[EXERCISE] Every line of the data is to be reproduced exactly.

[Data excerpts]
%%
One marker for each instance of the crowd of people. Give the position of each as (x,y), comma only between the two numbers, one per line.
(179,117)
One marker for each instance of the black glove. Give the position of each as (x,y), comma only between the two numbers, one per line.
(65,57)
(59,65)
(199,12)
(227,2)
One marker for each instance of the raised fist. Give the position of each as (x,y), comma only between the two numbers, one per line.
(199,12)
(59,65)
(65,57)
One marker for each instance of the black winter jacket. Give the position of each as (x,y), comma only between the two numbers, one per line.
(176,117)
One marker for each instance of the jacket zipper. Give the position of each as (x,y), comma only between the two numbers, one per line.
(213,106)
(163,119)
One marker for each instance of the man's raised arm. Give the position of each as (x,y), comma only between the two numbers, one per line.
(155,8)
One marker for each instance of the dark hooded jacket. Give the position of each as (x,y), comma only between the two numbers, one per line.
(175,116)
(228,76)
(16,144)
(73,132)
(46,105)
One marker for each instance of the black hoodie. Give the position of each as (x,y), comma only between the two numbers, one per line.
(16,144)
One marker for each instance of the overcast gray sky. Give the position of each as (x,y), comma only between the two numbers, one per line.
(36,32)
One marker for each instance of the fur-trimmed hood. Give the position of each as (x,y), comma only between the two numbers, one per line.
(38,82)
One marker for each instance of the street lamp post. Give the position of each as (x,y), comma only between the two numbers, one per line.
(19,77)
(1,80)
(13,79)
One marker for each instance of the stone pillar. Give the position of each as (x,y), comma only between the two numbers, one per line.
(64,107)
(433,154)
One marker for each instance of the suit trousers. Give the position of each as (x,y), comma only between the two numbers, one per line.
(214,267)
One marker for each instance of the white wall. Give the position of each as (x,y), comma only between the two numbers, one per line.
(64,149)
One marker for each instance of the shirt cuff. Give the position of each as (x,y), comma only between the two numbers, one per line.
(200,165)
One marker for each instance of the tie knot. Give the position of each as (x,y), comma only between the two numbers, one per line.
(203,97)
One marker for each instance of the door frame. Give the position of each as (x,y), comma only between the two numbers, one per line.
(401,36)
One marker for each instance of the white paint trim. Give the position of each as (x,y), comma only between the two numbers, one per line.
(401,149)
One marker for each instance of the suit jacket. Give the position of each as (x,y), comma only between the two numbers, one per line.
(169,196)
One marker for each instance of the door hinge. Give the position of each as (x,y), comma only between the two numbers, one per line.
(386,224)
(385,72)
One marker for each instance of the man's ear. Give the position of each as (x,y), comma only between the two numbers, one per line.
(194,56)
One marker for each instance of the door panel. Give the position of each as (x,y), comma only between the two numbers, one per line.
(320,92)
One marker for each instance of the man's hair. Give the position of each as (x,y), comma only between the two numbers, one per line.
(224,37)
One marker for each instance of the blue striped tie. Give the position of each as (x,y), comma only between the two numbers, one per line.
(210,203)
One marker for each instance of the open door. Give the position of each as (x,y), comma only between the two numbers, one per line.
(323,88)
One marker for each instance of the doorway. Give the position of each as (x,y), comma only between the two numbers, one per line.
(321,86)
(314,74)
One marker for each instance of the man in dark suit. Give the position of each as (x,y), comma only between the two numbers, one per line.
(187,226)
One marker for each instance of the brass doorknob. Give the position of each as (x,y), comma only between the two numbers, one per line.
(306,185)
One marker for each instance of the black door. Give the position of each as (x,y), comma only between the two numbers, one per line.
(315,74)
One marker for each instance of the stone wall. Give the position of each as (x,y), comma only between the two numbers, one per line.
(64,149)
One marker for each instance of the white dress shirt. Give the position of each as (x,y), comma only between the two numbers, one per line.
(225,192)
%%
[EXERCISE RESPONSE]
One marker for each instance of the crowd of people. Give the position of each as (x,y), comma only between the two numbers, one per line.
(179,117)
One marker for each instance of the black glove. Give the position of each as (x,y), comma only between the two numbers, one per line.
(65,57)
(59,65)
(199,12)
(227,2)
One marker for each instance of the raised fist. Give the position of each as (x,y), comma only between the two numbers, one per line.
(199,12)
(59,65)
(65,57)
One marker for each instance of the black winter jacket. Give the position of each as (x,y), comma only between the two numbers, one per line.
(176,117)
One marker for each instance of the jacket zipper. Give the position of each as (x,y), comma only between the two numbers, one per line.
(213,106)
(163,119)
One marker for each instance of the man's raised arm. Give the position of each as (x,y), comma only between the two numbers, one per line.
(155,8)
One marker for each instance of the dark hooded jacket. Give the position of each as (x,y), comma only between the two numbers, one per line.
(175,116)
(228,76)
(16,144)
(73,132)
(46,105)
One marker for each instance of the black hoodie. Give the position of each as (x,y), comma only between the two numbers, one per line.
(16,144)
One marker for each instance of the overcast gray sky. Give the position of each as (x,y), comma only between the two numbers, one per line.
(36,32)
One marker for each instance of the fur-trimmed hood. Give the position of each as (x,y), comma only between the two numbers, one per line.
(38,82)
One marker for each instance of the street lamp post. Give the position of each as (x,y), comma only between the two numbers, one per line.
(19,77)
(1,80)
(13,79)
One marker for each instance of the stone pillar. Give the position of each as (x,y), comma only between the two numbers, one per line.
(64,107)
(433,154)
One marker for each instance of the suit trousers. Give the position of each as (x,y), comma only between the two numbers, one per line.
(214,267)
One marker for each instance of the white wall. Give the position of each as (x,y), comma only between the two numbers, one per line.
(64,149)
One marker for each instance of the shirt cuff. Give the position of each as (x,y), comma only between the two numbers, one per line.
(200,165)
One marker for each instance of the tie knot. Give the position of each as (x,y), comma only between the two numbers, one per line.
(203,97)
One marker for each instance of the door frame. Give the position of each as (x,y), comma only between the two numbers, one per line.
(401,36)
One marker for each instance of the white paint trim. Give the position of each as (x,y), comma only between the two numbers, one per line.
(401,149)
One marker for each instance of the suit jacket. Give the position of each as (x,y), comma only between the two numbers, one per line.
(169,196)
One marker for each instance of the door hinge. Give the position of each as (x,y), comma only between the two numbers, one per line.
(386,224)
(385,72)
One marker for each instance of the man's ear. Give the position of each as (x,y), comma only between the two numbers, one per line.
(194,56)
One marker for each instance of the door panel. Give the position of each as (x,y), comma only between the two numbers, one per line.
(320,92)
One marker for each instance of the man's hair. Give the position of each as (x,y), comma only between the two numbers, one per line.
(224,37)
One marker for each instance of the blue striped tie. Give the position of each as (x,y), comma only between the two numbers, one per line.
(210,203)
One marker for each instance of the open door. Give the position of each as (x,y), comma only between the two numbers, one per line.
(323,88)
One marker for each instance of the doorway. Give the position of each as (x,y), comma only between the two numbers, one per line.
(321,86)
(314,74)
One marker for each instance of the man in dark suit. Give the position of each as (x,y), comma only between the two numbers, one per line.
(187,226)
One marker for each instance of the brass doorknob. Give the position of each as (x,y), comma only between the two numbers, one per line.
(306,185)
One marker for each instance of the black door. Give the position of each as (x,y), comma only between the two numbers, one per line.
(315,74)
One marker for each instance of the stone wall. Give the position of each as (x,y), comma only between the two numbers, one per line.
(64,149)
One marker for each instance of the white dress shirt. Give the position of each as (x,y), comma only between the two numbers, one per line.
(225,192)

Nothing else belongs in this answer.